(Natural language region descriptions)
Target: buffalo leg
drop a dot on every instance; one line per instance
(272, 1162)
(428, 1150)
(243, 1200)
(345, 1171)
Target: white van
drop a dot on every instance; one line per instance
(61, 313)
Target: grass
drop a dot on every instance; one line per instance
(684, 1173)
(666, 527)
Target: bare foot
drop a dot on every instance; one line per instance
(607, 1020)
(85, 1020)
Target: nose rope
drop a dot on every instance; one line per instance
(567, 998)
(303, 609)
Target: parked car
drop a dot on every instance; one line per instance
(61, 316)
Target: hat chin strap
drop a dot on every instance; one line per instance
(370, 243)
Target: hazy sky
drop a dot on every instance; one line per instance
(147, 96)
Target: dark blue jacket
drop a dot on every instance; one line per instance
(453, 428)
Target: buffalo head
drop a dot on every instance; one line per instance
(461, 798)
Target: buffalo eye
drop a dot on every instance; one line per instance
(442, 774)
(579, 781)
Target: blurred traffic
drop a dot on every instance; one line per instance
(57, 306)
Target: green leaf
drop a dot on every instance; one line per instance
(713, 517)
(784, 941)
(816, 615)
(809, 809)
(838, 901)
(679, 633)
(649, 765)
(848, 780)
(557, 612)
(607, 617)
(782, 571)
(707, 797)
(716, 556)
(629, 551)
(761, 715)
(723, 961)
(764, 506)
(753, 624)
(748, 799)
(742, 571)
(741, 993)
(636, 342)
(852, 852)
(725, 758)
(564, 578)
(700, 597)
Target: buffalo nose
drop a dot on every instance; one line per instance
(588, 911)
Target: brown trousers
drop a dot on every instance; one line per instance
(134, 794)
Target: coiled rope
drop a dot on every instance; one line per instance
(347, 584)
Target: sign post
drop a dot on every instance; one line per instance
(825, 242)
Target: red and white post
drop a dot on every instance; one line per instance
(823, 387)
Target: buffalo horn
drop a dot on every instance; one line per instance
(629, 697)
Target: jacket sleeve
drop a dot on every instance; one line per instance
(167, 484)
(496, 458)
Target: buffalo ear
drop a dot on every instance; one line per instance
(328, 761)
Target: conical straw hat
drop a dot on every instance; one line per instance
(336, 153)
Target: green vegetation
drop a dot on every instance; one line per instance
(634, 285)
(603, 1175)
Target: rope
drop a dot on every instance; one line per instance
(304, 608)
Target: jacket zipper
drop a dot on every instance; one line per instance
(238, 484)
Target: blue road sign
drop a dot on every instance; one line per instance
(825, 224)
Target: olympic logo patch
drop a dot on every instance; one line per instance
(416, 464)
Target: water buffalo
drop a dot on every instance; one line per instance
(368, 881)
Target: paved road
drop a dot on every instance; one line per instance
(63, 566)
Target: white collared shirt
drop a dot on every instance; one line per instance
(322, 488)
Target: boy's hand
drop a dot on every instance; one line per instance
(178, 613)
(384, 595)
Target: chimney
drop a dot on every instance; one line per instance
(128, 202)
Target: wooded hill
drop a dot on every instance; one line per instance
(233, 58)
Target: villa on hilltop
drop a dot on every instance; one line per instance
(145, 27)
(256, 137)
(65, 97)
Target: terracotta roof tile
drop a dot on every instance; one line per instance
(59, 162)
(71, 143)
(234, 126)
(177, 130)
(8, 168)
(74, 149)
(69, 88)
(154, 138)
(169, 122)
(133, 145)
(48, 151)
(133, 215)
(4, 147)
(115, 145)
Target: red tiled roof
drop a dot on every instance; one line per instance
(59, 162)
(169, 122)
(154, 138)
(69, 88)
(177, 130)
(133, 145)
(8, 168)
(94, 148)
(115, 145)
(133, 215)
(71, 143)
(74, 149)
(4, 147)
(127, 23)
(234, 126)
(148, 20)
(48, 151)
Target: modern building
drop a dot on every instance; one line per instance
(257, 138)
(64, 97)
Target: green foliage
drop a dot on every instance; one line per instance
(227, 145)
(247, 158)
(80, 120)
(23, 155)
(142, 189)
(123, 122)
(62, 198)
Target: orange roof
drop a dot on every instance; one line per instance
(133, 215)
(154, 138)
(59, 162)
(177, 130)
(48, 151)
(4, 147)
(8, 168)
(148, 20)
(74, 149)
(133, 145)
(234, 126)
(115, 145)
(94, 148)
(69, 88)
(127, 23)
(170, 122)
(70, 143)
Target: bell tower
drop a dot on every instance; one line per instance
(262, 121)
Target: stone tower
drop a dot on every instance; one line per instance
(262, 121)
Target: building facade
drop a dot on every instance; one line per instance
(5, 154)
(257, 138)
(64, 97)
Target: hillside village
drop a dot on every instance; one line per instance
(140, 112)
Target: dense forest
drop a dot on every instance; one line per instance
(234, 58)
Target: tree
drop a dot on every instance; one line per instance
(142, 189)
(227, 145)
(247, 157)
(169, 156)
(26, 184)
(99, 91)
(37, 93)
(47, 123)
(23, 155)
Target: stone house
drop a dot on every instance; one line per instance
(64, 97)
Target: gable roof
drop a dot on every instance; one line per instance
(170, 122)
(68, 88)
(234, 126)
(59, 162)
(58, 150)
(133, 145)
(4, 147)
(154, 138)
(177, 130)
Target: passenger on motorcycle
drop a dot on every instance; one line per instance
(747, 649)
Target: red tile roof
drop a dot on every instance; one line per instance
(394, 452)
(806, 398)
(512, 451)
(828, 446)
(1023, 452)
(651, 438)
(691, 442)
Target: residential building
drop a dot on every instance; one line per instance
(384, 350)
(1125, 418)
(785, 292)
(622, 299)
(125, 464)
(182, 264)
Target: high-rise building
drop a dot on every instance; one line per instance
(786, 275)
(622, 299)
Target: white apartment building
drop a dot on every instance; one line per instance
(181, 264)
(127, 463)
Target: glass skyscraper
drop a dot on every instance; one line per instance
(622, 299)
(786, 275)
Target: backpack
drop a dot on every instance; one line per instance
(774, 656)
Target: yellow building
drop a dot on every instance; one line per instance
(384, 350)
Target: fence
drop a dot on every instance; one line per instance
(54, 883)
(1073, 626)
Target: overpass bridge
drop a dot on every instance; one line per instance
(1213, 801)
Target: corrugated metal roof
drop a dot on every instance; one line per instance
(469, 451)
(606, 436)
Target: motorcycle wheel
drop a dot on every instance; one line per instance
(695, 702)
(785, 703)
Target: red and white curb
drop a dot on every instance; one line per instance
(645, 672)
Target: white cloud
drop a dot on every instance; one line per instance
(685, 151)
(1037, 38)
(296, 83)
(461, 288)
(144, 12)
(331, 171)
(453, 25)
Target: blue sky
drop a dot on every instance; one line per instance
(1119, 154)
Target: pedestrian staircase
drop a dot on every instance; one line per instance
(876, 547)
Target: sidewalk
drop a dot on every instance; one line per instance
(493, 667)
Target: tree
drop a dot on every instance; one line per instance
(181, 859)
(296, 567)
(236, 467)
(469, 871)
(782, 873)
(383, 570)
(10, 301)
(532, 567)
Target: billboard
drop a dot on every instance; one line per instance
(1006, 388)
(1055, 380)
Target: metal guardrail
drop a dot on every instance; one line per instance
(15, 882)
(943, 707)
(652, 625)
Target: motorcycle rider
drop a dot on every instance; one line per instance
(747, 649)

> _TASK DESCRIPTION_:
Once you have read the data above, print all of it again exactly.

> _SOLUTION BELOW_:
Target: buffalo leg
drop a dot on every instance; one line per instance
(272, 1162)
(428, 1150)
(243, 1200)
(345, 1171)
Target: white van
drop a dot on every instance; one line per instance
(61, 313)
Target: grass
drop a dot on every instance; one line per instance
(684, 1173)
(666, 527)
Target: bare foot
drop a dot on every instance; one line per instance
(607, 1020)
(85, 1020)
Target: nose rope
drop a dot on every instance; one line per instance
(567, 998)
(303, 609)
Target: parked car
drop a dot on every instance; one line per instance
(61, 316)
Target: hat chin strap
drop a dot on every instance; one line per instance
(370, 243)
Target: hazy sky
drop a dot on every instance; one line per instance
(147, 96)
Target: dark blue jacket
drop a dot on every instance; one line per instance
(453, 428)
Target: buffalo head
drop a dot on every instance; one line per instance
(461, 798)
Target: buffalo eye
drop a dot on every instance; one line per instance
(442, 774)
(579, 781)
Target: blurred traffic
drop a dot on every instance; one line per instance
(57, 306)
Target: green leaf
drop a dot on every instance; one line per instance
(713, 517)
(784, 941)
(816, 615)
(809, 809)
(838, 901)
(679, 633)
(649, 765)
(848, 780)
(557, 612)
(607, 617)
(782, 571)
(707, 797)
(716, 556)
(629, 551)
(761, 715)
(723, 961)
(764, 506)
(753, 624)
(748, 799)
(742, 571)
(741, 993)
(636, 342)
(852, 852)
(725, 758)
(564, 578)
(700, 597)
Target: buffalo nose
drop a dot on every instance; one line per instance
(588, 911)
Target: brown trousers
drop a dot on every instance; one line per instance
(134, 794)
Target: coiled rope
drop a dot on every instance; one line per instance
(347, 584)
Target: sign post
drop a dot on every instance; one line per instance
(825, 242)
Target: red and white post
drop a dot on every instance; one line per instance
(823, 387)
Target: buffalo horn
drop a dot on every instance; one line per instance
(629, 697)
Target: jacket sleeve
drop a dot on every instance; one line per instance
(167, 484)
(496, 458)
Target: buffalo ear
drop a dot on every instance; one line per instance
(328, 761)
Target: conical straw hat
drop a dot on every instance; one line per instance
(336, 153)
Target: green vegetation
drop a dot on every instance; one line per instance
(634, 285)
(603, 1175)
Target: rope
drop a dot on every instance; one line per instance
(304, 608)
Target: jacket zipper
drop a dot on every instance; one line per instance
(238, 484)
Target: blue road sign
drop a dot on every instance; one line per instance
(825, 224)
Target: olympic logo patch
drop a dot on every instance; one line per instance
(416, 464)
Target: water buffalo
drop a dot on every instance; one line per instance
(368, 881)
Target: paved road
drop a dot on every instance; one line per instance
(63, 566)
Target: white collared shirt
drop a dot on every instance; one line per instance
(322, 488)
Target: boy's hand
drop a dot on every instance; one line per instance
(178, 613)
(384, 595)
Target: chimney
drop a dot on every instance; one line per instance
(128, 202)
Target: wooded hill
drop a dot on every instance; one line per instance
(233, 58)
Target: villa on hilltop
drop a dot on every instance; one line per instance
(145, 27)
(256, 137)
(65, 97)
Target: terracotta roof tile
drop a dot on every instance; one line per instance
(59, 162)
(71, 143)
(234, 126)
(177, 130)
(8, 168)
(74, 149)
(69, 88)
(154, 138)
(169, 122)
(133, 145)
(48, 151)
(133, 215)
(4, 147)
(115, 145)
Target: red tiled roof
drop a dot on every instance; one line per instance
(59, 162)
(169, 122)
(154, 138)
(69, 88)
(177, 130)
(133, 145)
(8, 168)
(94, 148)
(115, 145)
(133, 215)
(71, 143)
(74, 149)
(4, 147)
(127, 23)
(234, 126)
(148, 20)
(48, 151)
Target: modern building
drop a dot on every instance; one line per instance
(257, 138)
(64, 97)
Target: green foliage
drop a dot on every instance; one line per instance
(227, 145)
(247, 158)
(80, 120)
(23, 155)
(142, 189)
(123, 122)
(62, 198)
Target: orange roof
drop a dot on every instance; one line per instance
(133, 215)
(154, 138)
(59, 162)
(177, 130)
(48, 151)
(4, 147)
(8, 168)
(148, 20)
(74, 149)
(133, 145)
(234, 126)
(115, 145)
(94, 148)
(69, 88)
(127, 23)
(170, 122)
(70, 143)
Target: bell tower
drop a dot on every instance; one line per instance
(262, 121)
Target: stone tower
drop a dot on every instance; one line per instance
(262, 121)
Target: building facade
drop a dot on every instance; one line per instance
(5, 154)
(257, 138)
(64, 97)
Target: hillside village
drop a dot on every instance; one line per instance
(140, 112)
Target: dense forest
drop a dot on every instance; one line per instance
(234, 58)
Target: tree
drop a dot on every instance; one line per instance
(142, 189)
(227, 145)
(247, 157)
(169, 156)
(26, 184)
(99, 91)
(37, 93)
(47, 123)
(23, 155)
Target: stone house
drop a dot on every instance; one line per instance
(64, 97)
Target: gable roof
drop a dot on every instance; one line per instance
(170, 122)
(68, 88)
(234, 126)
(59, 162)
(58, 150)
(133, 145)
(4, 147)
(154, 138)
(177, 130)
Target: passenger on motorcycle
drop a dot on every instance; one line per instance
(747, 649)
Target: red tile roof
drop a dot on every instance; one line per instance
(394, 452)
(806, 398)
(512, 451)
(828, 446)
(1023, 452)
(651, 438)
(691, 442)
Target: residential building
drop a dot on every instance; one line per instance
(384, 350)
(1125, 418)
(785, 292)
(622, 299)
(125, 464)
(182, 264)
Target: high-rise building
drop a dot on every instance; one line per instance
(786, 275)
(622, 299)
Target: white apartment building
drop a dot on every instance; one line per instance
(181, 264)
(127, 463)
Target: glass skyscraper
drop a dot on every instance; one line per instance
(622, 299)
(786, 275)
Target: backpack
drop a dot on every instance; one line per instance
(774, 656)
Target: yellow building
drop a dot on every instance; one line per instance
(384, 350)
Target: fence
drop a dot on every instance; one line per instance
(54, 883)
(1073, 626)
Target: overpass bridge
drop a dot on every instance; one line per instance
(1213, 801)
Target: corrugated metal roof
drop a dot on every instance; one line per instance
(469, 451)
(606, 436)
Target: motorcycle wheel
drop a dot on every instance; one line per instance
(695, 702)
(785, 703)
Target: red and white curb
drop a dot on every instance; one line per instance
(645, 672)
Target: white cloud
drop a dot on every instance; one line per instance
(685, 151)
(1037, 38)
(296, 83)
(461, 288)
(144, 12)
(331, 171)
(453, 25)
Target: blue sky
drop a dot on every instance; one line per instance
(1119, 154)
Target: pedestrian staircase
drop a dot on every instance; one line per instance
(876, 547)
Target: sidewalk
drop a dot on every instance; one line per instance
(493, 667)
Target: tree
drop a dot on every instance; one line per instance
(181, 859)
(296, 567)
(236, 467)
(469, 871)
(782, 873)
(383, 570)
(10, 301)
(532, 567)
Target: billboard
drop a dot on every instance; one line per instance
(1006, 388)
(1055, 380)
Target: metal guardrail
drop a dot on every instance; one line per instance
(15, 882)
(943, 707)
(652, 625)
Target: motorcycle rider
drop a dot on every instance; one line per instance
(747, 649)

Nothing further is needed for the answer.